**Activity list**:
(a) Rewrite the Eleusine indica abstract starting at "Evaluation of the" and ending at "Enugu State, Nigeria.", putting "Department of Pharmacology" in place of "Department of Pharmacology and Toxicology".
(b) Summarize the Eleusine indica abstract in two sentences.
(c) Answer these questions from the Eleusine indica abstract:
(i) What solvent and method were used to extract the leaves?
(ii) Which phytocompounds did the ethyl acetate fraction mainly contain?
(iii) How long after administration did the prolongation of reaction time peak?

Source text Start Marker

Evaluation of the Anti-nociceptive Effect of the Ethanol Leaf Extract and Ethyl Acetate Fraction of Eleusine indica Linn, Baertn.

Ezeugo, Ogonna1, *Ofokansi Martha, Nneoma2, Akah Peter, Achunike1,2

  1. Department of Pharmacology and Toxicology, Nnamdi Azikiwe University, Awka, Anambra State, Nigeria
  2. Department of Pharmacology and Toxicology, University of Nigeria, Nsukka, Nigeria, Enugu State, Nigeria.


Key words: Eleusine indica, Anti-nociceptive, Ethyl Acetate, Phytoconstituents.





*Corresponding author: martha.ofokansi@unn.edu.ng;




Page No.: 1-8
Volume: 1, Issue 1, 2020
Trends in Natural Products Research
Copy Right: NAPREG


Efforts made over the decades to develop effective therapies for pain have been hampered by the cost and adverse effects of conventional anti-nociceptive. There is still need for effective, potent and safe drugs for pain. This study investigated the anti-nociceptive activity of the ethyl acetate fraction of the ethanol leaf extract of E. indica in rodents. The leaves were extracted with ethanol by cold maceration and the extract was subjected to bioassay-guided liquid-liquid chromatographic separation to obtain n-hexane, ethyl acetate, butanol and aqueous fractions. Only the ethylacetate fraction (ETF) exhibited significant anti-nociceptive activity. The oral acute toxicity (LD50) of the extract and the phytochemical constituents of the extract and the ethyl acetate fraction were determined. Pain was induced in mice experimentally using hot plate and acetic acid. The experimental mice were given 200, 400 and 600 mg/g of the extract or fraction. Tween 80 (3 % w/v), morphine or piroxican served as control treatments. The oral LD50 of the extract was above 5000 mg/kg. Saponins, tannins, flavonoids, alkaloids and steroids were the most abundant phytocompounds in the EE while ETF contained mainly tannins and flavonoids. Against thermal induced nociception the extract and fraction evoked significant (p < 0.05) prolongation of the reaction time which peaked 90 minutes post administration. At dose of 600 mg/kg of both the extract and fraction, and 50 mg/kg of diclofenac sodium, the post treatment reaction time at 90 min was 8.8±0.3, 10.5±0.5 and 15.8±0.6 seconds, respectively. Both the EE and ETF displayed dose-dependent and significant (p < 0.05) inhibition of acetic acid-induced writhing. At 600 mg/kg, the ethyl acetate fraction produced 67.71 % inhibition of writhing reflex that was similar to 65.92 % produced by piroxicam (100 mg/kg). The findings of this study indicate that the leaves of Eleusine indica have potential in the treatment of pain and that the anti-nociceptive activity may be attributed to phytoconstituents present mainly in the ethyl acetate fraction.

Source text End Marker
Recorded information Start Marker

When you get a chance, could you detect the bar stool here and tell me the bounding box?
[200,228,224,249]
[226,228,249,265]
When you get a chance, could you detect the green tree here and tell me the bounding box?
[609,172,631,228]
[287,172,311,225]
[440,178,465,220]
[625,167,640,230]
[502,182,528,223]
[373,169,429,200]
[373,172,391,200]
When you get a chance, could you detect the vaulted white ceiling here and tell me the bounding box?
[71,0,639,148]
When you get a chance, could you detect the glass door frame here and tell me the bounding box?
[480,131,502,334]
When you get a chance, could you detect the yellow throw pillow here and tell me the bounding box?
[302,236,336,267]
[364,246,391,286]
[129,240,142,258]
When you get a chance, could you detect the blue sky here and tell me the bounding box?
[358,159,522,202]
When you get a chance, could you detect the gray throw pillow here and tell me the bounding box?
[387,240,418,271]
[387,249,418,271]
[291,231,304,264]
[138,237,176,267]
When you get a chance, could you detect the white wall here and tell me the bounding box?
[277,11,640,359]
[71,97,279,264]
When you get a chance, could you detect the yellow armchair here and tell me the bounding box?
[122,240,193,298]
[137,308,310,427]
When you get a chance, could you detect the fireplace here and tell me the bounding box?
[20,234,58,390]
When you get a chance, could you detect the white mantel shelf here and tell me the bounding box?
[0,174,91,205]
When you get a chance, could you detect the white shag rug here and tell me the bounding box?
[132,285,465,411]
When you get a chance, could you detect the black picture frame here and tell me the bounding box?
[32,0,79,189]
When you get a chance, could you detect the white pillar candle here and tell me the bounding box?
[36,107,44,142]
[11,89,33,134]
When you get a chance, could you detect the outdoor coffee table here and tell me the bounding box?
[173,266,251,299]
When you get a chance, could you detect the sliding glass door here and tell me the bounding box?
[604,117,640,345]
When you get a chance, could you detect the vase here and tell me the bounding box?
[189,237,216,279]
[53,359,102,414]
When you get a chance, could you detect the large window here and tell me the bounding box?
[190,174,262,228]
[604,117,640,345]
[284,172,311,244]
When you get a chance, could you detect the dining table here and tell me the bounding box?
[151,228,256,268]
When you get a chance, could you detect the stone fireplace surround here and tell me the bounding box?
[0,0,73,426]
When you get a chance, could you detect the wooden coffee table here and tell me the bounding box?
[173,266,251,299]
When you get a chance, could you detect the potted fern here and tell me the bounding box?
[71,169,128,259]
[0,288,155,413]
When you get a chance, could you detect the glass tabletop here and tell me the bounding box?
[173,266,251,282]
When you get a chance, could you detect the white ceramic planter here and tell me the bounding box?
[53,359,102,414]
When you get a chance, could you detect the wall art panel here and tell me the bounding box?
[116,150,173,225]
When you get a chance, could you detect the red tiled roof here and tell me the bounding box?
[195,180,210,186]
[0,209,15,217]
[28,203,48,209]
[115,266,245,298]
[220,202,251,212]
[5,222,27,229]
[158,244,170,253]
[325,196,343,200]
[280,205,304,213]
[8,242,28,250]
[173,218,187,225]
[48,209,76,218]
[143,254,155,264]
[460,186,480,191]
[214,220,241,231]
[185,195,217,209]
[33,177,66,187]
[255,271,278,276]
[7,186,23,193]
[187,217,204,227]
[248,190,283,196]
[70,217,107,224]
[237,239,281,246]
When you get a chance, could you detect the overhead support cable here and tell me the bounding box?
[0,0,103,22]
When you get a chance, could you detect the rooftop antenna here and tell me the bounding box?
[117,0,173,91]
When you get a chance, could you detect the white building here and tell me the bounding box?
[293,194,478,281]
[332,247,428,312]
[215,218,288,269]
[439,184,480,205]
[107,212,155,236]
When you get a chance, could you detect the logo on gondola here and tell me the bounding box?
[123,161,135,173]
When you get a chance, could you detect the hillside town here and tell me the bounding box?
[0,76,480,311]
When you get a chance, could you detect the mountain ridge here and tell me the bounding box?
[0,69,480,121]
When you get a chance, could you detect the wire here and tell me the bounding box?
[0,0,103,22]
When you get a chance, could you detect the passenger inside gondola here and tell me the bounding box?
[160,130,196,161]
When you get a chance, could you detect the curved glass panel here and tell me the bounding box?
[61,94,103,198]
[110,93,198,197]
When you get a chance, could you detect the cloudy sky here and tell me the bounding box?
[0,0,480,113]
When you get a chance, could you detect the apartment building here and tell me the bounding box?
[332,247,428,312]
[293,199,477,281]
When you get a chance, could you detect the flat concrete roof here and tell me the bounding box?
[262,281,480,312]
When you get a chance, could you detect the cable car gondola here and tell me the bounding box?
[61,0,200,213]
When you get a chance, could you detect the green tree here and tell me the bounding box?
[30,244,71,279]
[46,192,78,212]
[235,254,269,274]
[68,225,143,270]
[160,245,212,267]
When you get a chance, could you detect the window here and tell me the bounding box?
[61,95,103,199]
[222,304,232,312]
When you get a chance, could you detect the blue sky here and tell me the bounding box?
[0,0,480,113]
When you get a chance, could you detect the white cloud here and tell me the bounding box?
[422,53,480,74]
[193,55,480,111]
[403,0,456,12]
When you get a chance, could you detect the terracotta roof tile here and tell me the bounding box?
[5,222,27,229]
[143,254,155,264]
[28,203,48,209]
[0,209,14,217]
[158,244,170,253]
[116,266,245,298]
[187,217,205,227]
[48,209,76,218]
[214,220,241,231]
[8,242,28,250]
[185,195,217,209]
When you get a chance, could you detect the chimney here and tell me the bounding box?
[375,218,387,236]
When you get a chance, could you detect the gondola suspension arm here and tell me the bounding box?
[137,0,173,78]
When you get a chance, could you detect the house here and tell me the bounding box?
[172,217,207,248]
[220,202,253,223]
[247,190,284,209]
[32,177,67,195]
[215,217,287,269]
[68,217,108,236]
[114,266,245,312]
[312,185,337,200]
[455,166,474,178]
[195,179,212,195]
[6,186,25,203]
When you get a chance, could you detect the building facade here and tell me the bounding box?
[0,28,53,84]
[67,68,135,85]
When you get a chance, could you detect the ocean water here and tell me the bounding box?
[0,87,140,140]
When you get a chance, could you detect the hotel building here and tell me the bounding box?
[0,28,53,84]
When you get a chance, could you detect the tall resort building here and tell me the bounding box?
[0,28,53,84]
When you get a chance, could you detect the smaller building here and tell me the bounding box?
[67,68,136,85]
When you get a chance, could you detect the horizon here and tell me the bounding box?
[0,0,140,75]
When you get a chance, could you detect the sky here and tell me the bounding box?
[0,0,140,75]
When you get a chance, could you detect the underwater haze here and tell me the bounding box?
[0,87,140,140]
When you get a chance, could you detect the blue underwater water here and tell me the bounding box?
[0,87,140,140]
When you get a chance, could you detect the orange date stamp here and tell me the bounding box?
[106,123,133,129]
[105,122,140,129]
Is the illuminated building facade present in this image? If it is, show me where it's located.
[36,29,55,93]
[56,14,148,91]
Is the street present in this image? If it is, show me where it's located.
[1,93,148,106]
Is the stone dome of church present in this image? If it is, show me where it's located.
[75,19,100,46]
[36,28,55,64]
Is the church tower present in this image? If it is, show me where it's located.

Recorded information End Marker

**Exercise results**:
(a)
Evaluation of the Anti-nociceptive Effect of the Ethanol Leaf Extract and Ethyl Acetate Fraction of Eleusine indica Linn, Baertn.

Ezeugo, Ogonna1, *Ofokansi Martha, Nneoma2, Akah Peter, Achunike1,2

  1. Department of Pharmacology, Nnamdi Azikiwe University, Awka, Anambra State, Nigeria
  2. Department of Pharmacology, University of Nigeria, Nsukka, Nigeria, Enugu State, Nigeria.

(b) The study tested the ethanol leaf extract of Eleusine indica and its fractions for anti-nociceptive activity in rodents and found that only the ethyl acetate fraction showed significant activity among the fractions, while the extract's oral LD50 was above 5000 mg/kg. Both the extract and the ethyl acetate fraction significantly prolonged reaction time against thermal nociception and inhibited acetic acid-induced writhing, indicating that the leaves have potential in treating pain, possibly because of phytoconstituents found mainly in the ethyl acetate fraction.

(c)
(i) Ethanol, by cold maceration.
(ii) Tannins and flavonoids.
(iii) 90 minutes.